:: Exercise instructions ::
Could you write out every record below exactly, leaving out any pictures?

:: Provided material ::
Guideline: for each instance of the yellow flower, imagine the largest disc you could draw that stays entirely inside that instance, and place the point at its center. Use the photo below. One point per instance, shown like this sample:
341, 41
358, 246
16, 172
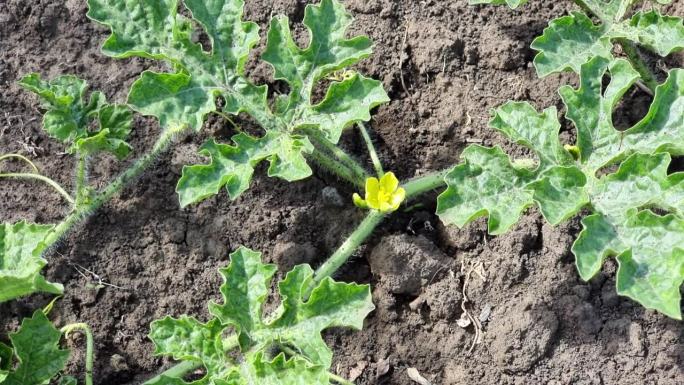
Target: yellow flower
383, 195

:: Reply to the task ::
Guideline: for each instance of the yellow flower, imagine the largest disc you could draw that stays entirely inside that instance, and place the point at its center. Use the photo below. One point per instance, shown like this sample:
341, 41
358, 246
16, 172
Target: yellow flower
383, 195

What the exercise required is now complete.